** Problem statement **
State how many of the lines below contain the string "soldier", with case counting, and give only the number.

** Data to use **
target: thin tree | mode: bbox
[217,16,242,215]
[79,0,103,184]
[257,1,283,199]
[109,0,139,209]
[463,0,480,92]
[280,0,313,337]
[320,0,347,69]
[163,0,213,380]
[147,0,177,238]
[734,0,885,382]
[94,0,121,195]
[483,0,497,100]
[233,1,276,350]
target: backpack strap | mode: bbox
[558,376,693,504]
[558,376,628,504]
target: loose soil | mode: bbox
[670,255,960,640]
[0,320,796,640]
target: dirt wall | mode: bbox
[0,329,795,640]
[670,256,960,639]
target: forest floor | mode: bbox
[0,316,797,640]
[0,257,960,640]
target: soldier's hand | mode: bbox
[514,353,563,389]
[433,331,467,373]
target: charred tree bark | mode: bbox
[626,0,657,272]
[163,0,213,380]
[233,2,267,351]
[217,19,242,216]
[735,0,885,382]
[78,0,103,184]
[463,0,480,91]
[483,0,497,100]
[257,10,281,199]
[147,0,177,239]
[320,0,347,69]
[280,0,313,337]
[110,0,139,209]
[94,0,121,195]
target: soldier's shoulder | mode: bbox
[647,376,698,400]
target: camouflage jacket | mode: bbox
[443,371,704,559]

** Result **
2